**RAW DATA:**
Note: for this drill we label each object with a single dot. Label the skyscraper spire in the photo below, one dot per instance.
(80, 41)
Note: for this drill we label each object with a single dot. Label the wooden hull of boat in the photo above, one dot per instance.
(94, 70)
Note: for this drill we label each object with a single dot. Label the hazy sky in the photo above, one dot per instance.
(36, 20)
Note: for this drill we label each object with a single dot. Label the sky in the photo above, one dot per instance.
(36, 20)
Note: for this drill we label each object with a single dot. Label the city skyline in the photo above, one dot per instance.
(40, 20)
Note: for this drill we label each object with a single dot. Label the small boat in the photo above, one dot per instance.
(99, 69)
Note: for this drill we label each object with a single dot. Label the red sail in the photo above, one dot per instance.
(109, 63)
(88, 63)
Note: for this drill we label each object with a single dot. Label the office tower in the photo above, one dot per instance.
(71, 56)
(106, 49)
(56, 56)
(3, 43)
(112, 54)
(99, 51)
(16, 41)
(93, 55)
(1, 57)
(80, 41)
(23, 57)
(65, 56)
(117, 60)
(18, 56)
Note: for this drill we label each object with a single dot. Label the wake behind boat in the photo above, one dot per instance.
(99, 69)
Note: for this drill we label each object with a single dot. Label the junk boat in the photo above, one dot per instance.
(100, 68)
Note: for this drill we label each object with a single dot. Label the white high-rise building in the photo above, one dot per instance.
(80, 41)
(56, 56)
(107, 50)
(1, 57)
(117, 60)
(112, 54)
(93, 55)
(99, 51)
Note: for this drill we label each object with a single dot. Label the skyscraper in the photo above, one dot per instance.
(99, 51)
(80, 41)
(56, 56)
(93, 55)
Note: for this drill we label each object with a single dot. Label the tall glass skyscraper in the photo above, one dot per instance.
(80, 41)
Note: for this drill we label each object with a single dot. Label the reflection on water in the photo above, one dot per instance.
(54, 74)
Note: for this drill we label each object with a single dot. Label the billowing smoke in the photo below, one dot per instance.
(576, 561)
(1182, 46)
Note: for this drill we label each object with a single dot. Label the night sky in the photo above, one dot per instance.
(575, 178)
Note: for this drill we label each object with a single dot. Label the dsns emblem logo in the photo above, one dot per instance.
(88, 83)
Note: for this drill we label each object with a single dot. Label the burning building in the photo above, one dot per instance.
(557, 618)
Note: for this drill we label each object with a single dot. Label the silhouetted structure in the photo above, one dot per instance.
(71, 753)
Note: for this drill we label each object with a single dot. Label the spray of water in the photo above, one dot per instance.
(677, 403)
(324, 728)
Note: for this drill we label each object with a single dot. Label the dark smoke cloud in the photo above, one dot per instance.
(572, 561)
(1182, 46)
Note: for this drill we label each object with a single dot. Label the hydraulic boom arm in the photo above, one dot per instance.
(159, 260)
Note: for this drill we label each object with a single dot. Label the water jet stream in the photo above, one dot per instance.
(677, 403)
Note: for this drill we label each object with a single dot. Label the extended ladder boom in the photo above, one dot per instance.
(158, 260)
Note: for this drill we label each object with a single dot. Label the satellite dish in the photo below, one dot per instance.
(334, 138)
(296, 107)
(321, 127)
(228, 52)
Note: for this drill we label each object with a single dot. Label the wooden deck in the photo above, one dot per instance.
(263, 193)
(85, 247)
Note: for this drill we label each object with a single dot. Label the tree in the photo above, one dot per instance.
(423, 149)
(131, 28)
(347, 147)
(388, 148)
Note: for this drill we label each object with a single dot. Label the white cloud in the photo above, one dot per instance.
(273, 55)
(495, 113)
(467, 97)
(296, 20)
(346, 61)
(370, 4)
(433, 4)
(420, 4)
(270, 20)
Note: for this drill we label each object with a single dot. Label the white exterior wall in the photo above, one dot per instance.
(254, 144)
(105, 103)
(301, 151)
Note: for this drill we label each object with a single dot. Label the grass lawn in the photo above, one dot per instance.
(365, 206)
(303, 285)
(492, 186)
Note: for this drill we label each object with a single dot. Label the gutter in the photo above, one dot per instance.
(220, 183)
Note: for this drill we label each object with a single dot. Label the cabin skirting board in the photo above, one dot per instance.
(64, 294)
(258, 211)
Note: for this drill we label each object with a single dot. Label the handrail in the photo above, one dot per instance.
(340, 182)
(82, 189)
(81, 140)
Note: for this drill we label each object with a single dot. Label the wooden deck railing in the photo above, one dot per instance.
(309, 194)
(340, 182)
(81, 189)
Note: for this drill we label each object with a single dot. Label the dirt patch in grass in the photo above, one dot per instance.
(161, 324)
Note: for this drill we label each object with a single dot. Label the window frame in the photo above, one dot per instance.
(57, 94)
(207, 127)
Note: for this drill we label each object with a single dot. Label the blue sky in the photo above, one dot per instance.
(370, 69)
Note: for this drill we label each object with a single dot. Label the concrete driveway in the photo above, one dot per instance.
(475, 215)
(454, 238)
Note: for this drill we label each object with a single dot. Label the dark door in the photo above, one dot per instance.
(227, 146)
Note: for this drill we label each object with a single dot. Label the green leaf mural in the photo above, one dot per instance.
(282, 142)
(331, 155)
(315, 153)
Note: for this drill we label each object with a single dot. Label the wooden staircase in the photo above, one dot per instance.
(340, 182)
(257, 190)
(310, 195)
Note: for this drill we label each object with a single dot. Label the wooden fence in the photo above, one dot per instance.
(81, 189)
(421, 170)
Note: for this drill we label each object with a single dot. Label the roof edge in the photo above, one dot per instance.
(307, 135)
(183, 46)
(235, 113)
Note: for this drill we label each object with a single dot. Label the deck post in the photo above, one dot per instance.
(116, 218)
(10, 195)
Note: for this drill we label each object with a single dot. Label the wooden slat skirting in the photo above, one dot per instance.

**PROBLEM DESCRIPTION:**
Could you transcribe all of the entries exactly, leaving nothing out?

**RESULT BELOW:**
Note: for this drill we label each object with a single dot. Label the skyscraper spire in the photo below, one dot per instance.
(80, 41)
Note: for this drill we label each object with a single dot. Label the wooden hull of boat in the photo above, one dot per instance.
(94, 70)
Note: for this drill we label each object with a single dot. Label the hazy sky in the photo above, one dot per instance.
(36, 20)
Note: for this drill we label each object with a single dot. Label the sky in the photo above, one dot per instance.
(36, 20)
Note: for this drill we label each object with a single dot. Label the city skyline in the photo above, one dot per instance.
(40, 20)
Note: for this drill we label each object with a single dot. Label the small boat in the photo above, one dot per instance.
(99, 69)
Note: for this drill we label each object with a single dot. Label the red sail in the photo above, one dot per instance.
(109, 63)
(88, 63)
Note: for this drill we label each object with a single dot. Label the office tower in the photo above, one dot per instance.
(71, 56)
(106, 49)
(56, 56)
(3, 43)
(112, 54)
(99, 51)
(16, 41)
(93, 55)
(1, 57)
(80, 41)
(23, 57)
(65, 56)
(117, 60)
(18, 56)
Note: for this drill we label each object with a single dot. Label the wake behind boat in the photo above, one dot per instance.
(99, 69)
Note: for this drill we label each object with a single dot. Label the junk boat in the photo above, one dot per instance.
(100, 68)
Note: for this drill we label each object with a single dot. Label the white high-rise building in the photo above, one dot per instance.
(80, 41)
(56, 56)
(107, 50)
(1, 57)
(117, 60)
(112, 54)
(93, 55)
(99, 51)
Note: for this drill we label each object with a single dot. Label the skyscraper in the photo above, one dot per instance.
(99, 51)
(80, 41)
(56, 56)
(93, 55)
Note: for this drill we label each object with a single dot. Label the tall glass skyscraper in the photo above, one dot per instance.
(80, 41)
Note: for this drill we label each object with a single dot. Label the reflection on water in the photo above, one dot per instance.
(54, 74)
Note: for this drill we label each object with a single dot. Label the billowing smoke in the photo below, one dot per instance.
(576, 561)
(1182, 46)
Note: for this drill we label each object with a single dot. Label the night sky in the photo above, one dot per instance.
(575, 178)
Note: for this drill we label each object with a single dot. Label the dsns emblem logo in the photo above, one dot per instance.
(88, 83)
Note: for this drill we label each object with a single dot. Label the burning building in the photo above, one dot per instance.
(557, 618)
Note: for this drill we label each object with a single dot. Label the silhouetted structure in the photo above, one dot per instance.
(71, 753)
Note: for this drill we label each object with a single dot. Label the spray of water in the photo above, one dot per instance.
(677, 403)
(324, 728)
Note: for this drill we label each object with a single dot. Label the dark smoke cloud in the photo above, one dot per instance.
(572, 561)
(1182, 46)
Note: for this drill we label each object with a single dot. Label the hydraulic boom arm in the photo above, one dot per instance.
(159, 260)
Note: for this drill we label each object with a single dot. Label the water jet stream in the photo above, one dot per instance.
(677, 403)
Note: for this drill we label each object with a single dot. Label the extended ladder boom in the photo above, one dot per instance.
(158, 260)
Note: for this drill we label each object with a single dot. Label the satellite dish in the photo below, one dot per instance.
(334, 138)
(296, 107)
(321, 127)
(228, 52)
Note: for this drill we label each object with a single dot. Label the wooden deck in the photo above, one dot per instance.
(263, 193)
(85, 247)
Note: for this drill we label each object with a single dot. Label the tree in the photo above, one dot per instance.
(423, 149)
(131, 28)
(347, 147)
(388, 148)
Note: for this drill we label each object with a single dot. Label the white cloud in the photo above, one dot per instance.
(273, 55)
(495, 113)
(467, 97)
(296, 20)
(346, 61)
(370, 4)
(433, 4)
(420, 4)
(270, 20)
Note: for this drill we label each object with a single dot. Label the white exterior wall in the photo above, one dot per instance.
(254, 144)
(105, 103)
(301, 151)
Note: for this drill we label each object with a single dot. Label the grass lawn in the photo above, one dot per instance.
(365, 206)
(303, 285)
(492, 186)
Note: for this drill we label each object with a single dot. Label the gutter in the photo above, one dot per instance.
(220, 183)
Note: for this drill we label each object with a single dot. Label the cabin skirting board in the photo above, one dot per instance.
(64, 294)
(258, 211)
Note: for this drill we label each object with a single dot. Label the handrail in the photo above, one dot per instance.
(340, 182)
(82, 189)
(81, 140)
Note: for this drill we label each object with a single dot. Label the wooden deck railing in the photo above, one dot per instance.
(309, 194)
(340, 182)
(81, 189)
Note: for this drill we label each object with a single dot. Label the dirt patch in grass in the photo above, one dot per instance.
(161, 324)
Note: for this drill we label each object with a single dot. Label the window frame in the photo above, one dot per instance.
(57, 94)
(207, 127)
Note: for this drill we label each object with a single dot. Label the blue sky in the photo above, one dot per instance.
(370, 69)
Note: for this drill we label each object with a single dot. Label the concrete driveway in the photo above, one dot per instance.
(475, 215)
(454, 238)
Note: for this drill we label each object with a single dot. Label the dark door in the photo above, one dot per instance.
(227, 146)
Note: for this drill we label each object with a single dot. Label the green leaf mural in the photo above, one dot per instance.
(282, 142)
(331, 155)
(315, 153)
Note: for this drill we label each object with a single dot. Label the wooden staircase in the photo above, one dot per instance.
(340, 182)
(257, 190)
(310, 195)
Note: for this drill we label each object with a single dot. Label the wooden fence in the photo above, one dot per instance.
(81, 189)
(421, 170)
Note: for this drill we label each object with a single dot. Label the roof edge in the photo above, one dot per instance.
(307, 135)
(183, 46)
(235, 113)
Note: for this drill we label each object with a single dot. Label the deck post in the photo above, one dot per instance.
(116, 218)
(10, 195)
Note: for this drill we label each object with a single dot. Label the wooden slat skirting in the photo above, one dot per instance.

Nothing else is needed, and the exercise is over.